◆ Texte source ◆
********
Le 23 juillet 2021 | Mis à jour le 23 juillet 2021

Tout connaître sur les cuirs de Cordoue

par Jacques Dubarry de Lassale

Utilisé pour confectionner des tentures murales ou recouvrir des sièges, meubles ou paravents, le cuir doré ou cuir de Cordoue parait les plus belles demeures européennes jusqu’à la fin du XVIIIe siècle. Jacques Dubarry de Lassale retrace l’histoire de cette technique luxueuse, apparue en Espagne au IXe siècle. 

 

Les premiers ouvrages réalisés dans le domaine de la décoration des cuirs sont très anciens et remontent probablement aux premières manifestations des arts appliqués. Les premiers cuirs dorés, ou cuirs de Cordoue, sont apparus quant à eux en Espagne, probablement vers le IXe siècle. En l’an 711, l’Espagne fut conquise par les Maures et, dès le IXe siècle, Cordoue devint un important centre de production des cuirs. Des panneaux décoratifs en cuir doré y sont fabriqués, connus sous le nom de « Guadameci ». Mais alors, que désigne exactement le terme « cuir de Cordoue » ? 

 

Motif de la deuxième moitié du XVIIe siècle probablement flamand. Modèle tapissant la maison de Rubens à Anvers.

 

L’essor des cuirs de Cordoue

Si l’on consulte le Dictionnaire des Arts et Sciences de J. Hubner (Leyden, 1734), les cuirs de Cordoue sont des cuirs de chèvre tannés au végétal. On les appelait Cordobanes ou cuirs de Cordoue. A partir du XIVe siècle, on répertorie des ateliers de cuirs dorés dans plusieurs villes espagnoles. En 1477, la Flandre passe sous l’autorité des Habsbourg espagnols et une influence espagnole se propage en Flandre. Philippe le Beau, père de Charles Quint et amateur d’art, acheta chez Robinet Lucas en 1504 « une tapisserie de cuyr doré faicte à la manière d’Espagne ». A partir de cette période, des noms comme celui de Valentijn Klee, fabricant de cuirs dorés, sont connus. Des factures et des inventaires concernant ces cuirs sont répertoriés. Des manufactures ouvrent leurs portes à Anvers et à Malines. Plus tard, au début du XVIIe siècle, d’autres manufactures suivront à Bruxelles, Gand et Lièges.

 

Motif symétrique 1710-1740, origine française.
********
◆ Bloc de données ◆
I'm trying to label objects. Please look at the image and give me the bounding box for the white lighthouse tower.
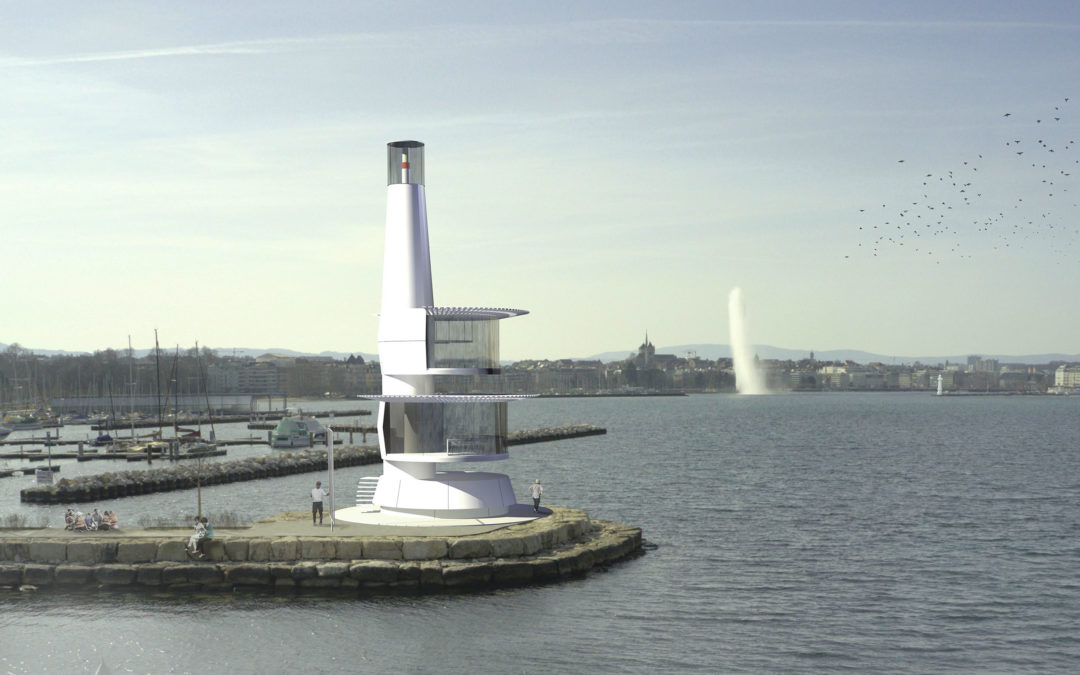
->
********
◆ Consigne ◆
Poursuivez le texte sur les cuirs de Cordoue à partir de l'endroit où il s'arrête. Ce matériel n'a aucun lien avec le texte sur les cuirs de Cordoue.

◆ Réponse proposée ◆
Le succès des cuirs hollandais et flamands

Cependant, en Hollande, se prépare une petite révolution. Le premier atelier s’installe à Amsterdam en 1612, et en 1613 à La Haye. Jacob Dircxz de Swart, qui recherche des procédés nouveaux pour produire ses cuirs dorés, voit ses efforts couronnés de succès. Le 5 août 1628, il obtient un octroy pour une durée de huit ans. Sa nouvelle technique, qui va connaître un grand succès, consiste à créer au moyen de matrices des décors en relief sur le cuir. Les cuirs de J.D. de Swart sont considérés comme du travail d’orfèvre comparé à ceux produits en Espagne. En Flandre, cette technique est rapidement assimilée. A Malines, où se trouvaient déjà d’importants ateliers de cuirs dorés, l’activité prend des allures de production industrielle. Antoon et Pieter Vermeulen employaient cent-vingt personnes. A Malines en 1716, on ne comptait pas moins de onze ateliers de cette importance. Les cuirs de Malines vont être exportés dans le monde entier. L’essor du cuir doré se cantonne sur une période allant du milieu du XVIIe à la fin du XVIIIe siècle.

 

Cette feuille faisait partie d’un ensemble tapissant un mur. France ou Flandres, vers 1720.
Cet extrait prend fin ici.